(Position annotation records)
════════════════════

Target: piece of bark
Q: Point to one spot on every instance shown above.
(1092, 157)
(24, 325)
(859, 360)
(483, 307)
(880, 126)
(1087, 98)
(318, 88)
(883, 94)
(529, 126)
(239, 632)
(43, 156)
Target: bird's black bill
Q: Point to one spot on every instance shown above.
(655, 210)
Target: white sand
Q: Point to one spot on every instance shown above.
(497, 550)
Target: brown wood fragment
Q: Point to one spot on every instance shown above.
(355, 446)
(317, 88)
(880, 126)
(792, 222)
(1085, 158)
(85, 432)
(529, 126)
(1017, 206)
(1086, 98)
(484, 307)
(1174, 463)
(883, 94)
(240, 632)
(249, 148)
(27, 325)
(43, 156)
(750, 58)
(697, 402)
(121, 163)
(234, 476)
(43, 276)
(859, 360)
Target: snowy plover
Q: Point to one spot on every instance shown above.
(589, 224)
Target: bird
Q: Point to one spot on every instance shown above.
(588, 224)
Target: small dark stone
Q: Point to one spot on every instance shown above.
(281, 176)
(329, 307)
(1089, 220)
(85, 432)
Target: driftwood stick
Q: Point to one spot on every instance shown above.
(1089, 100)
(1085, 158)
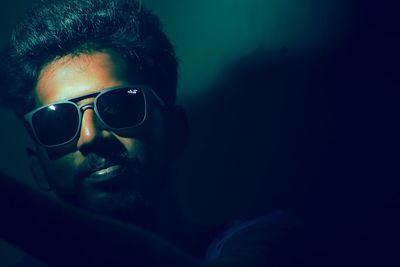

════════════════════

■ **GOAL**:
Rewrite all of the lines above, putting "bark fragment" wherever "piece of bark" appears and keeping everything else the same. Leave the pictures out of your answer.

■ **COMPLETE OUTPUT**:
Target: bark fragment
Q: Point to one spot on every instance shown above.
(1092, 157)
(24, 325)
(859, 360)
(483, 307)
(880, 126)
(1087, 98)
(318, 88)
(883, 94)
(529, 126)
(239, 632)
(43, 156)
Target: bird's black bill
Q: Point to one spot on every instance shown above.
(655, 210)
Target: white sand
Q: Point to one spot on every instance shown above.
(497, 550)
Target: brown wood fragment
Q: Point to one spot on every instance shown above.
(355, 446)
(317, 88)
(880, 126)
(792, 222)
(1085, 158)
(85, 432)
(529, 126)
(1017, 206)
(1086, 98)
(484, 307)
(1174, 463)
(883, 94)
(240, 632)
(249, 148)
(27, 325)
(43, 156)
(750, 58)
(697, 402)
(121, 163)
(234, 476)
(43, 276)
(859, 360)
Target: snowy plover
Q: Point to one spot on every instance shown above.
(589, 224)
Target: bird
Q: Point to one spot on every instance shown above.
(588, 224)
Target: small dark stone
Q: Point to one spot on every instance shown above.
(281, 176)
(329, 307)
(1089, 220)
(85, 432)
Target: driftwood stick
Q: Point to one spot on every instance shown above.
(1089, 100)
(1085, 158)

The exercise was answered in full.